THE TASK: From the first line to the last, write out the records exactly, leaving out images.

DATA SECTION:
──────────

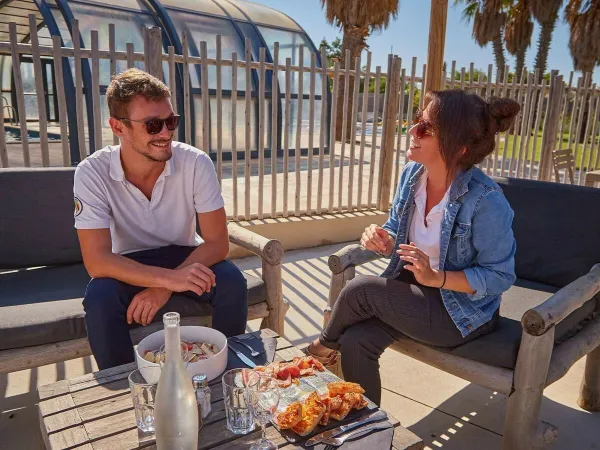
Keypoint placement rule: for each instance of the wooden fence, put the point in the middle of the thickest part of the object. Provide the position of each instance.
(286, 162)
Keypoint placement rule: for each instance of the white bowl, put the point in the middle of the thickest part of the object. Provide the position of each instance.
(212, 367)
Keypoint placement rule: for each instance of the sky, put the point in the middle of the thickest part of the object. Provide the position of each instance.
(407, 36)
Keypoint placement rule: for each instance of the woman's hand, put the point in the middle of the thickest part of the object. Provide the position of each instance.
(418, 264)
(377, 239)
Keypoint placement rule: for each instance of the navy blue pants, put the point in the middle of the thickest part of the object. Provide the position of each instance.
(106, 302)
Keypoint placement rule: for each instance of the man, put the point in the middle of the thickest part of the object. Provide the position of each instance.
(135, 212)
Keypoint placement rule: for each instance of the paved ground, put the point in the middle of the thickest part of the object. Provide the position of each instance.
(445, 411)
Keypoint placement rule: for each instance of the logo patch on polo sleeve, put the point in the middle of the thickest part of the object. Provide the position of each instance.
(78, 207)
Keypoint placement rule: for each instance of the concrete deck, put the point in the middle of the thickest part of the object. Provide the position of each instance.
(445, 411)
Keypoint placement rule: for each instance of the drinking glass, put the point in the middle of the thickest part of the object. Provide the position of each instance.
(143, 383)
(236, 383)
(264, 400)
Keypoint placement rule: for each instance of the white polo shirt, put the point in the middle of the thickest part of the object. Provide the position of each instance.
(427, 237)
(105, 199)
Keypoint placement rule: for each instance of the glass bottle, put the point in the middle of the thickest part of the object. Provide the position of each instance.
(176, 411)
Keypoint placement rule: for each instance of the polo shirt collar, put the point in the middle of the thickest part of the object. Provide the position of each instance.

──────────

TASK SOLUTION:
Keypoint placement rule: for each instance of the wooden fence, put the point in the middle of the thickest part of the object. Provide the position of each instance.
(286, 162)
Keypoint placement rule: for each instance of the white bowl, put the point in the middle of the thickest part of the object. Provide the position of each instance.
(212, 367)
Keypoint placement rule: for each instance of the sky, put the point in the middle of the thickest part of the object. Provide the position of each instance.
(407, 36)
Keypoint placement rule: for each instance of the woman's hand, put the point in the middle of the thickest part of the object. Provide the position of each instance.
(418, 264)
(377, 239)
Keypoint placement rule: for each instance of the navy blue pants, put the point in the middle of the thickest part of the object. Provide the position of each instance.
(106, 302)
Keypoint placement rule: for each instance of the man, put the point in the middle of the thickest part of the object. Provide the position of each instance.
(135, 212)
Keypoint placement rule: for each instance of the paved ground, put the point in the middle of the thickest part of the object. Provide the position of each instance.
(445, 411)
Keypoint placement rule: for each instance of the logo patch on polo sleeve, put the point in the middle of the thickest part of the object. Provide the position of each instance.
(78, 207)
Keypoint placement rule: for each instance of the concrete deck, put the point in the middle of the thickest part of the object. Provide the position of each instance.
(445, 411)
Keypoint placement rule: for each instance of the drinking glass, put the point in the middle of the thickest part of the object. Provide the position of each instance.
(143, 383)
(236, 383)
(264, 400)
Keypoint placement rule: for each instance of the white polo shirt, put the point in the middle of the thickest part of the object. Provide the position of each instance.
(427, 237)
(105, 199)
Keypoint placement rule: for each instance of the glass bottle, put the point in the middle of the thickest part of the object. Provide the position of each instance.
(176, 411)
Keypoint placement rule: for each instance of the polo shirt collar, put the point in the middle of the thickest part of the object. Provide the position of each instance.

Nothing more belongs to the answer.